◆ SET PROBLEM: Can you transcribe the bike identification thread between "was given to" and "Freqman1 (Aug 19, 2020)", inclusive?

# can any one help identify this bike



## schwinn564 (Aug 19, 2020)

was given to me by a friend at first I thought it was a colnago from pics but when i got its not and some dip poop painted it with a fix can I’m wondering can any one tell what this was it’s a super light steel frame.


----------



## Freqman1 (Aug 19, 2020)

Better pics of the whole bike may help @juvela V/r Shawn


----------



## schwinn564 (Aug 19, 2020)

i will add pics but could see anything besides  the front lugs to help


----------



## schwinn564 (Aug 19, 2020)

more pics


----------



## all riders (Aug 19, 2020)

Hmm, looking like a mix of available parts. What does that crank arm say? what's the rear derailleur?  I'm gonna age it as late 70's  maybe 1980 and say that something about it says England.  What are rims, hubs, and the rear dropouts are probably marked also. If you can see the outside of BB cups, look for numbers--35 x 1 would be a French bike. 36-24 would be Italian.  1.375 x 24 is gonna be english, Japanese. It has some nice touches


----------



## schwinn564 (Aug 19, 2020)

thanks i will check that tomorrow morn


----------



## schwinn564 (Aug 19, 2020)

88premis said:


> thanks i will check that tomorrow morn





all riders said:


> Hmm, looking like a mix of available parts. What does that crank arm say? what's the rear derailleur?  I'm gonna age it as late 70's  maybe 1980 and say that something about it says England.  What are rims, hubs, and the rear dropouts are probably marked also. If you can see the outside of BB cups, look for numbers--35 x 1 would be a French bike. 36-24 would be Italian.  1.375 x 24 is gonna be english, Japanese. It has some nice touches





all riders said:


> Hmm, looking like a mix of available parts. What does that crank arm say? what's the rear derailleur?  I'm gonna age it as late 70's  maybe 1980 and say that something about it says England.  What are rims, hubs, and the rear dropouts are probably marked also. If you can see the outside of BB cups, look for numbers--35 x 1 would be a French bike. 36-24 would be Italian.  1.375 x 24 is gonna be english, Japanese. It has some nice touches


----------



## schwinn564 (Aug 19, 2020)

could wait till morn lol took more pics wheels  don’t match


----------



## all riders (Aug 19, 2020)

◆ SUPPLIED MATERIAL:
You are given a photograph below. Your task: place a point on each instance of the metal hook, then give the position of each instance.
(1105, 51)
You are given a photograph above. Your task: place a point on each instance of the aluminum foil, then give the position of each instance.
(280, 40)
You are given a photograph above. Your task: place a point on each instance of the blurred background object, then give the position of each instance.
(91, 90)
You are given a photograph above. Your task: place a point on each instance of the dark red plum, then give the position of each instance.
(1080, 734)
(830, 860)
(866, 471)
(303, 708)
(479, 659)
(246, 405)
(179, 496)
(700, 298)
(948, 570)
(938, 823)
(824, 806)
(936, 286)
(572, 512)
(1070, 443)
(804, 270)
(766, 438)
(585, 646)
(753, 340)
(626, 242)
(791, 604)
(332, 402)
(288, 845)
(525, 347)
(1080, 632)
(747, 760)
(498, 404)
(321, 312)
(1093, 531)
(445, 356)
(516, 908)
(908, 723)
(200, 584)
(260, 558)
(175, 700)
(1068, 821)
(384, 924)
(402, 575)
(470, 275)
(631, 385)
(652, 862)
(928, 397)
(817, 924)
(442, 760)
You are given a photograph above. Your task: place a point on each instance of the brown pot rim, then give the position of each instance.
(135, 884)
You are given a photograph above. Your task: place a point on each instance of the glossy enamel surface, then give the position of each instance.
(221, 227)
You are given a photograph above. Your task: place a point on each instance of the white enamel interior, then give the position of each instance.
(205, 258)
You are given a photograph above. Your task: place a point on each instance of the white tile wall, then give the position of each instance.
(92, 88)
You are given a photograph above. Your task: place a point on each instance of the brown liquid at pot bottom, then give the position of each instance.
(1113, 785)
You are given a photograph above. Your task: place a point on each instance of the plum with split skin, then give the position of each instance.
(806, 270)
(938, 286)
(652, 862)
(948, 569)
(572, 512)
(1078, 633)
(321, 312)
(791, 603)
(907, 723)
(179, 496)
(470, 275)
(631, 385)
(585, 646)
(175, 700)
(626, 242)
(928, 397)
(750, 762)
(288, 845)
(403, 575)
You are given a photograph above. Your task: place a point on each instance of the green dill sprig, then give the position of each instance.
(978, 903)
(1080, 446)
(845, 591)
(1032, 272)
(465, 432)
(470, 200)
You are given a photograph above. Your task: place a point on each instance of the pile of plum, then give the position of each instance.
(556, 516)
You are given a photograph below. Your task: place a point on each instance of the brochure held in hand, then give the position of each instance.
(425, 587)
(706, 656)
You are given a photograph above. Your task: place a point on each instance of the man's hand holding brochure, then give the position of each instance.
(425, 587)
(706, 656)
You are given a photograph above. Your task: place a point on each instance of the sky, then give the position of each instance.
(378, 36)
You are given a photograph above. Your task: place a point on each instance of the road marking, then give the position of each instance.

◆ ANSWER TO THIS PROBLEM:
was given to me by a friend at first I thought it was a colnago from pics but when i got its not and some dip poop painted it with a fix can I’m wondering can any one tell what this was it’s a super light steel frame.


----------



## Freqman1 (Aug 19, 2020)